§ **Page extract**
*-*-*

Throughout the paper, Ω is a bounded domain. $$C_{0}^{\infty}(\Omega, C\ell_{n})$$ is the space of Clifford-valued functions in Ω whose coefficients belong to $$C^{\infty}_{0}(\Omega)$$. For $$s>0$$, denote by $$L^{s}(\Omega, C\ell_{n})$$ the space of Clifford-valued functions in Ω whose coefficients belong to the usual $$L^{s}(\Omega)$$ space. Denoted by $$\nabla u=(\frac{\partial u}{\partial x_{1}},\frac{\partial u}{\partial x_{2}},\ldots,\frac{\partial u}{\partial x_{n}})$$, then $$W^{1,s}(\Omega, C\ell_{n})$$ is the space of Clifford-valued functions in Ω whose coefficients as well as their first distributional derivatives are in $$L^{s}(\Omega)$$. We similarly write $$W^{1, s}_{\mathrm{loc}}(\Omega, C\ell)$$ and $$W^{1, s}_{0}(\Omega, C\ell_{n})$$.

Let $$G(x)=\frac{1}{\omega_{n}}\frac{\overline{x}}{|x|^{n}}$$, the Teodorescu operator here is given by

$$Tf=\int_{\Omega}G(x-y)f(y) \,\mathrm{d}y.$$

Next, we introduce the Borel-Prompieu result for a Clifford-valued function.

### Theorem 2.1

([14])

*-*-*

§ **Entries supplied**
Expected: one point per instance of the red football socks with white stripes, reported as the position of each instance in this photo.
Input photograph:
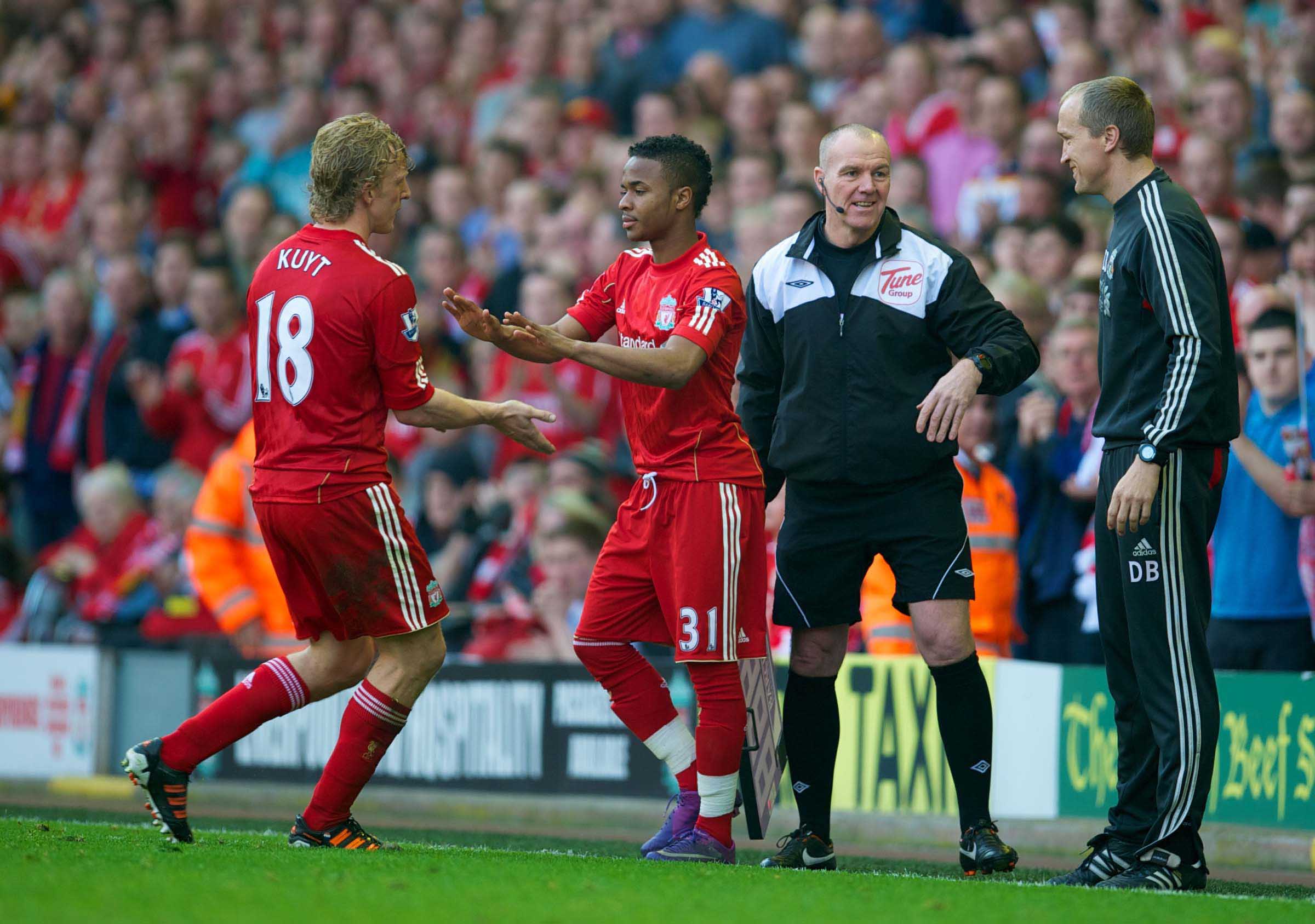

*-*-*

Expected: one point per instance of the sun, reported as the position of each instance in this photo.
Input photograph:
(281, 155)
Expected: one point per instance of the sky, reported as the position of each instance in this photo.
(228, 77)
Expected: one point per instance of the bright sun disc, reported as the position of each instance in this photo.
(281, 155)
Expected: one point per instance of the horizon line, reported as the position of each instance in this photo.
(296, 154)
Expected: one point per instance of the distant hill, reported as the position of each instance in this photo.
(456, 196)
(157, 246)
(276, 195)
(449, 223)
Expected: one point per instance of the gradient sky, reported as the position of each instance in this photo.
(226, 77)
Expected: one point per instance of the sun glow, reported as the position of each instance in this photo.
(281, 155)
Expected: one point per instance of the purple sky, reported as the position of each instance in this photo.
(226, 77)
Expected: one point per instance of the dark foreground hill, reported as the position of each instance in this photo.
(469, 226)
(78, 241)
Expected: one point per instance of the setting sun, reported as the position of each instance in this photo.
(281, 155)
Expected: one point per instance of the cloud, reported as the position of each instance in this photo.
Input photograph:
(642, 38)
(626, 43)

*-*-*

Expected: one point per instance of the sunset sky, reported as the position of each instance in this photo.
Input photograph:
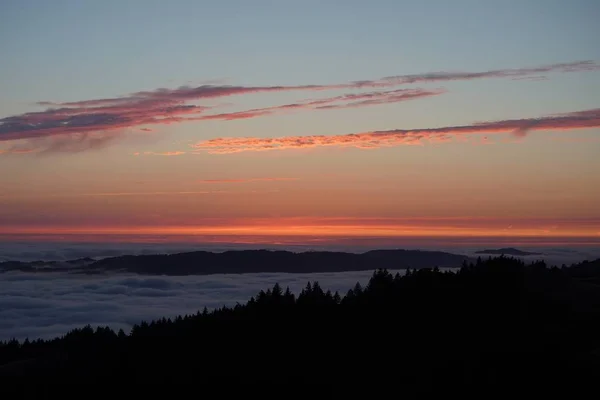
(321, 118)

*-*-*

§ **Work to complete**
Please continue the Clifford analysis excerpt, starting right after its last line, the citation "([14])".

§ **Final result**
If Ω is a domain in $$\mathbb{R}^{n}$$, then for each $$f\in C^{\infty }_{0}(\Omega, C\ell_{n})$$, we have

\begin{aligned} f(z)=\int_{\partial\Omega}G(x-z)\,\mathrm{d}\sigma(x)f(x)- \int_{\Omega }G(x-z)Df(x) \,\mathrm{d}x, \end{aligned}
(6)

where $$z\in\Omega$$.

According to Theorem 2.1, Lian proved the following theorem.

### Theorem 2.2

([22]) (Poincaré inequality)

For every $$u\in W^{1,s}_{0}(\Omega, C\ell_{n})$$, $$1< s<\infty$$, there exists a constant c such that

\begin{aligned} \int_{\Omega}|u|^{s} \,\mathrm{d}x \leq c| \Omega|^{\frac{1}{n}}\int_{\Omega }|Du|^{s} \, \mathrm{d}x. \end{aligned}
(7)

For $$s>1$$, we can find that $$f=TDf$$ when $$f\in W_{0}^{1,s}(\Omega, C\ell_{n})$$. Also, we have $$f=DTf$$ when $$f\in L^{s}(\Omega, C\ell_{n})$$, see [27].

### Lemma 2.3

([18])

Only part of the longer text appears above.